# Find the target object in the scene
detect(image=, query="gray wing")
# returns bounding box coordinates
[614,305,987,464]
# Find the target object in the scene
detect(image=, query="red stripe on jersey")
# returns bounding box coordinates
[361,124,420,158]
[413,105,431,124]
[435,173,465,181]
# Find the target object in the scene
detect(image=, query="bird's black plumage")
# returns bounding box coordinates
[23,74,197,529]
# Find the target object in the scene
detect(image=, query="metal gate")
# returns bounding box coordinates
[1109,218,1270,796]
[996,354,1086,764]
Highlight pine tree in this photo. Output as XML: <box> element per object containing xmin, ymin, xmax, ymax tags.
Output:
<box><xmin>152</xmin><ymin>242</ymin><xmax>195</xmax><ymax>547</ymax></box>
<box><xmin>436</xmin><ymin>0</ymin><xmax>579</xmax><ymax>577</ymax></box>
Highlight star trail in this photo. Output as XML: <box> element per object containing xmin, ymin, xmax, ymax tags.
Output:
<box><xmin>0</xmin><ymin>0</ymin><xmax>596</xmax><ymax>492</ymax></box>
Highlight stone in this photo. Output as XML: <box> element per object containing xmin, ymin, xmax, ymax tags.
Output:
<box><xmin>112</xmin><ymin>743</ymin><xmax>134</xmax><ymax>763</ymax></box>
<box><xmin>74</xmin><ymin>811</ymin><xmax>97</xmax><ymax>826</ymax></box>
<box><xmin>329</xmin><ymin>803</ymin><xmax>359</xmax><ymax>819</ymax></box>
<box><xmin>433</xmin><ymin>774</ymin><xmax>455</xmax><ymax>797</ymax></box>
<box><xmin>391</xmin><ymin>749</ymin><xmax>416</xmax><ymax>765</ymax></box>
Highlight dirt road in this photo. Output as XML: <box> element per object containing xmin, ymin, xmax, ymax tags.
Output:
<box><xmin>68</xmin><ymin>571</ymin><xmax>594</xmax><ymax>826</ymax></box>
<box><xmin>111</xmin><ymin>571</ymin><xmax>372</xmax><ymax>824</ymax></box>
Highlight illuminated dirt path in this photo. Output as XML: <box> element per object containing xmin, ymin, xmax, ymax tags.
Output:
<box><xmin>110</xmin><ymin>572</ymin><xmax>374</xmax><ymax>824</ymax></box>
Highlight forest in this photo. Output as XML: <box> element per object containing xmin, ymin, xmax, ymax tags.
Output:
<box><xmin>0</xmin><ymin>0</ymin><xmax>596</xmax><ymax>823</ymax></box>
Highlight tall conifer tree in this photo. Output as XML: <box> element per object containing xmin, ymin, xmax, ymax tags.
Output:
------------------------------------
* _What to work on_
Nothing in the listing may be changed; retype it all exactly.

* _Response to the exercise_
# Find the target object in the scene
detect(image=, query="gray wing")
# returns bounding box coordinates
[614,305,987,464]
# Find the target object in the scene
detect(image=, query="red stripe on jersey")
# returns bounding box coordinates
[361,124,420,158]
[413,105,431,124]
[435,173,465,181]
# Find the target object in the scene
detect(image=, query="bird's black plumage")
# returns bounding box coordinates
[23,74,197,529]
# Find the target object in the scene
detect(image=, query="metal gate")
# returns bounding box coordinates
[1109,218,1270,796]
[996,354,1086,764]
Highlight pine tree in this photo. Output as XML: <box> element per object containing xmin, ymin, xmax, ymax tags.
Output:
<box><xmin>152</xmin><ymin>242</ymin><xmax>195</xmax><ymax>547</ymax></box>
<box><xmin>436</xmin><ymin>0</ymin><xmax>579</xmax><ymax>577</ymax></box>
Highlight star trail in this photo. Output as XML: <box> element per object containing xmin, ymin, xmax, ymax tags.
Output:
<box><xmin>0</xmin><ymin>0</ymin><xmax>596</xmax><ymax>492</ymax></box>
Highlight stone in this photo. Output as XML: <box> element per object containing xmin, ymin, xmax, ymax tags.
Output:
<box><xmin>112</xmin><ymin>743</ymin><xmax>134</xmax><ymax>763</ymax></box>
<box><xmin>74</xmin><ymin>811</ymin><xmax>97</xmax><ymax>826</ymax></box>
<box><xmin>329</xmin><ymin>803</ymin><xmax>359</xmax><ymax>819</ymax></box>
<box><xmin>433</xmin><ymin>774</ymin><xmax>455</xmax><ymax>797</ymax></box>
<box><xmin>391</xmin><ymin>749</ymin><xmax>416</xmax><ymax>765</ymax></box>
Highlight dirt road in this photo. Output as XML: <box> element per object containing xmin, ymin, xmax, ymax tags.
Output:
<box><xmin>68</xmin><ymin>571</ymin><xmax>594</xmax><ymax>826</ymax></box>
<box><xmin>111</xmin><ymin>571</ymin><xmax>372</xmax><ymax>824</ymax></box>
Highlight illuminated dirt path in this photo. Output as XML: <box> element per object containing xmin, ymin, xmax, ymax tags.
Output:
<box><xmin>110</xmin><ymin>572</ymin><xmax>374</xmax><ymax>824</ymax></box>
Highlight forest in this photo. Output as XML: <box> element per object containing xmin, ymin, xmax, ymax tags.
Output:
<box><xmin>0</xmin><ymin>0</ymin><xmax>596</xmax><ymax>823</ymax></box>
Highlight tall conifer tree in this photo. Output as XML: <box> element per object containing xmin, ymin, xmax, ymax tags.
Output:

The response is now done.